▶ _Activity_: All of the data below is to be output exactly as written.

(Referring expression data)
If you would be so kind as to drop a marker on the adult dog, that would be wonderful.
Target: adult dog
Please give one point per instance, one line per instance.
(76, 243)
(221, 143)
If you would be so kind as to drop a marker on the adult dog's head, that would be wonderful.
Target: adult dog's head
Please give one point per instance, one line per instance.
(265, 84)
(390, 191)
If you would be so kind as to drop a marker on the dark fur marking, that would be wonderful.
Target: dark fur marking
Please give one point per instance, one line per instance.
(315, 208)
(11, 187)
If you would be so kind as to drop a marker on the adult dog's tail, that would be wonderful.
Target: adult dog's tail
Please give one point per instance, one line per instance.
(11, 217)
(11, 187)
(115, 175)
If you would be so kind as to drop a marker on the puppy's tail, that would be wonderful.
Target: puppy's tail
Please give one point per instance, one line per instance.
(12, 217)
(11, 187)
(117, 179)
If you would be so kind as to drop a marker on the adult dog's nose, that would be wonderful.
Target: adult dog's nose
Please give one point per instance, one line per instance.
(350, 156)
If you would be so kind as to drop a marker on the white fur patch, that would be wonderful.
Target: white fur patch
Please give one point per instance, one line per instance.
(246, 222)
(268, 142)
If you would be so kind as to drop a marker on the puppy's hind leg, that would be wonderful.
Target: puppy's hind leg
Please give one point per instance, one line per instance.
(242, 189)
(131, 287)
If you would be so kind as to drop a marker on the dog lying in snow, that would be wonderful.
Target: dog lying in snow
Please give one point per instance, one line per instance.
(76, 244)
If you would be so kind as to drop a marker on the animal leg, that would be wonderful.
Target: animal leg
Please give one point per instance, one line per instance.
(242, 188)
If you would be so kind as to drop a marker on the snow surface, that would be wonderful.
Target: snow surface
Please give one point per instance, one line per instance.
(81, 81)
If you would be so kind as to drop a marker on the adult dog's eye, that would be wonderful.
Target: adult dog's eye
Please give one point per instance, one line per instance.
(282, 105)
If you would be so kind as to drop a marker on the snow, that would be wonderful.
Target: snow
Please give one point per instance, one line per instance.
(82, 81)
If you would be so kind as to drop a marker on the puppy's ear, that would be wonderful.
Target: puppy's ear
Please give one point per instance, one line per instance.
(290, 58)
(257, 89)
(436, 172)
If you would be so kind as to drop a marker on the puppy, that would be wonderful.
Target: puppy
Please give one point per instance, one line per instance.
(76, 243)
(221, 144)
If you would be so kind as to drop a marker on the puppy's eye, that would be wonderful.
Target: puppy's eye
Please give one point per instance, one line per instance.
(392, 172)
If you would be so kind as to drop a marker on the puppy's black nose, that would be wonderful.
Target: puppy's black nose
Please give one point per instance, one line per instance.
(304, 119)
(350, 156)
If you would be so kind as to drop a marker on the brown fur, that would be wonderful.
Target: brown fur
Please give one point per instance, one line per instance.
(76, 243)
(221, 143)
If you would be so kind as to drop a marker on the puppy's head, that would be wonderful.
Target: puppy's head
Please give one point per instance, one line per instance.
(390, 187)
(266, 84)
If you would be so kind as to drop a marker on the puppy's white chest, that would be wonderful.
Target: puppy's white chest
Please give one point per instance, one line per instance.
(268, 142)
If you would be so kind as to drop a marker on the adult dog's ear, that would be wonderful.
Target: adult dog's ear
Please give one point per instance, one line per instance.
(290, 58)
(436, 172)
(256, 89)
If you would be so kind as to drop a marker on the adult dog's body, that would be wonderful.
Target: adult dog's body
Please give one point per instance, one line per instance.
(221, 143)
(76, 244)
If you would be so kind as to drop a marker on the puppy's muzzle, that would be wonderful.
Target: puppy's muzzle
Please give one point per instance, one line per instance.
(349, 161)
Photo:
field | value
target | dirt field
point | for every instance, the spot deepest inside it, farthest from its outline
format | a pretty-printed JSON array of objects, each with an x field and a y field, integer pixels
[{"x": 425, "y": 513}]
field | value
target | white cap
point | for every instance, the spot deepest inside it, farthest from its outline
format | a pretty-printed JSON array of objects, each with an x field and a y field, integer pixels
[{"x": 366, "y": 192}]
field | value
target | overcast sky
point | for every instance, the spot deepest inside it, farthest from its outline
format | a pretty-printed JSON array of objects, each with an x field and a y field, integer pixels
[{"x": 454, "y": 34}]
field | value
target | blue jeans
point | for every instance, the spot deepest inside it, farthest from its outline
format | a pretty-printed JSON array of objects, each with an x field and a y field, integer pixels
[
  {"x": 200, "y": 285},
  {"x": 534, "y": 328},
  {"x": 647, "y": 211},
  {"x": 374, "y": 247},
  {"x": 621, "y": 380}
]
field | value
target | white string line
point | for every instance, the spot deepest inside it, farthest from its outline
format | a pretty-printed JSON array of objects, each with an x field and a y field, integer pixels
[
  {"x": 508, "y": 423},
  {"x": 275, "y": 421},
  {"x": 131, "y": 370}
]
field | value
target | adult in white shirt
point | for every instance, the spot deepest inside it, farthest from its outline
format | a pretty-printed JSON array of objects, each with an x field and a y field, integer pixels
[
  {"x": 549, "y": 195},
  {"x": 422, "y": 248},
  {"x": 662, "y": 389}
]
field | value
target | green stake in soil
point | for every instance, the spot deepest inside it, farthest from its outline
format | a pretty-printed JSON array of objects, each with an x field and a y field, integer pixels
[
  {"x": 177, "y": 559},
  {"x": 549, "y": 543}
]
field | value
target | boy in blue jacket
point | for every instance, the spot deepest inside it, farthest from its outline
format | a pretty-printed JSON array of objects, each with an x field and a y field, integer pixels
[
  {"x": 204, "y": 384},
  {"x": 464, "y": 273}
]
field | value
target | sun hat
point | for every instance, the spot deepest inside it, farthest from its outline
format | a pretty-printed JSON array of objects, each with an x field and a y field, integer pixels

▶ _Answer to the problem_:
If you would be so kind as to drop a marker on the adult dog, that would be wonderful.
Target: adult dog
Please give one point per instance, one line per instance.
(76, 243)
(221, 143)
If you would be so kind as to drop a marker on the adult dog's head, that would be wonderful.
Target: adult dog's head
Please give one point per instance, one line per instance.
(265, 84)
(390, 191)
If you would be so kind as to drop a marker on the dark fur marking, that would be wonderful.
Target: dark fur marking
Please give one point per instance, one line per instance.
(315, 208)
(11, 187)
If you would be so kind as to drop a marker on the adult dog's tail, that would be wonderful.
Target: adult dog's tail
Please give one point per instance, one line per instance.
(11, 217)
(11, 187)
(115, 175)
If you would be so kind as to drop a marker on the puppy's tail, that would be wonderful.
Target: puppy's tail
Please give one point per instance, one line per instance.
(12, 217)
(11, 187)
(117, 179)
If you would be so kind as to drop a marker on the adult dog's nose, that would be wonderful.
Target: adult dog's nose
Please give one point per instance, one line per instance.
(350, 156)
If you would be so kind as to drop a marker on the white fur patch, that would be wonderful.
Target: white fur patch
Please give one point per instance, one line per instance.
(246, 222)
(268, 142)
If you would be so kind as to drop a marker on the puppy's hind leg, that would be wonderful.
Target: puppy's hind leg
Please give one point per instance, one line per instance.
(242, 189)
(131, 287)
If you would be so kind as to drop a marker on the dog lying in snow, that would be wonderful.
Target: dog lying in snow
Please give one point per instance, one line per instance.
(76, 244)
If you would be so kind as to drop a marker on the animal leg, that would be wonderful.
Target: animal leg
Please give one point per instance, one line per instance.
(242, 188)
If you would be so kind as to drop a marker on the snow surface, that would be wonderful.
Target: snow surface
Please give one point per instance, one line per instance.
(81, 81)
If you would be so kind as to drop a marker on the adult dog's eye, that would be wonderful.
Target: adult dog's eye
Please give one point per instance, one line per instance.
(282, 105)
If you would be so kind as to drop a marker on the snow, that would be wonderful.
Target: snow
Please give one point per instance, one line per instance.
(82, 81)
If you would be so kind as to drop a marker on the puppy's ear, that would be wonderful.
Target: puppy's ear
Please give one point per instance, one line per instance.
(290, 58)
(257, 89)
(436, 172)
If you would be so kind as to drop a marker on the puppy, that would be wonderful.
Target: puppy
Please give one point per instance, one line per instance.
(76, 243)
(221, 144)
If you would be so kind as to drop a marker on the puppy's eye, that would be wonderful.
Target: puppy's eye
Please give one point per instance, one line per instance.
(392, 172)
If you would be so kind as to drop a marker on the puppy's black nose, that would be wonderful.
Target: puppy's black nose
Please give one point per instance, one line per instance.
(304, 119)
(350, 156)
If you would be so kind as to drop a marker on the brown fur, that would be wonderful.
Target: brown fur
Please give one point per instance, one line per instance.
(76, 243)
(221, 143)
If you would be so kind as to drop a marker on the puppy's head, that would be wonderful.
Target: puppy's head
Please give one point per instance, one line per instance.
(390, 187)
(266, 84)
If you would be so kind as to drop a marker on the puppy's white chest, that would be wonderful.
Target: puppy's white chest
Please give one point per instance, one line per instance.
(268, 142)
If you would be so kind as to drop a marker on the adult dog's ear, that would be wonderful.
Target: adult dog's ear
Please give one point per instance, one line per instance.
(290, 58)
(436, 172)
(256, 89)
If you would be so kind as to drop a marker on the adult dog's body, that would be wonderful.
Target: adult dog's body
Please give one point per instance, one line per instance.
(221, 143)
(76, 244)
If you would be so kind as to drop a marker on the puppy's muzzle, that would be wonderful.
Target: puppy's muzzle
Please give one point per instance, one line per instance.
(349, 161)
Photo:
field | value
target | dirt field
point | for every instance, the spot deepest inside it, farthest from its outline
format | a pretty-printed JSON array of objects, each with an x field and a y field, integer pixels
[{"x": 425, "y": 513}]
field | value
target | white cap
point | for every instance, the spot deepest inside it, farthest from its outline
format | a pretty-printed JSON array of objects, each with an x field and a y field, integer pixels
[{"x": 366, "y": 192}]
field | value
target | overcast sky
point | for every instance, the spot deepest inside it, farthest from its outline
format | a pretty-printed JSON array of objects, each with an x field and a y field, integer pixels
[{"x": 454, "y": 34}]
field | value
target | blue jeans
point | for every instance, the spot deepest inside it, farthest from its outline
format | a pretty-printed JSON array of objects, each with an x field and a y field, integer pixels
[
  {"x": 200, "y": 285},
  {"x": 534, "y": 328},
  {"x": 647, "y": 211},
  {"x": 374, "y": 247},
  {"x": 621, "y": 380}
]
field | value
target | white string line
point | for every instance, the spot deepest inside it, farthest from its outline
format | a pretty-printed JSON array of objects, each with an x field and a y field, integer pixels
[
  {"x": 508, "y": 423},
  {"x": 275, "y": 421},
  {"x": 131, "y": 370}
]
field | value
target | adult in white shirt
point | for every instance, the spot deepest inside it, farthest from its outline
format | a pretty-printed JSON array of objects, each with an x field and a y field, integer pixels
[
  {"x": 549, "y": 195},
  {"x": 422, "y": 248},
  {"x": 662, "y": 389}
]
field | value
target | green stake in soil
point | for every instance, the spot deepest inside it, farthest from its outline
format | a pretty-printed JSON array of objects, each with an x field and a y field, integer pixels
[
  {"x": 177, "y": 559},
  {"x": 549, "y": 543}
]
field | value
target | boy in blue jacket
point | for every instance, the spot deepest inside it, farthest from its outline
format | a pretty-printed JSON array of objects, each with an x field and a y field, integer pixels
[
  {"x": 204, "y": 384},
  {"x": 464, "y": 273}
]
field | value
target | sun hat
point | for every instance, the spot deepest inside it, farthest from its outline
format | a pretty-printed JSON array of objects, each with an x field and a y field, integer pixels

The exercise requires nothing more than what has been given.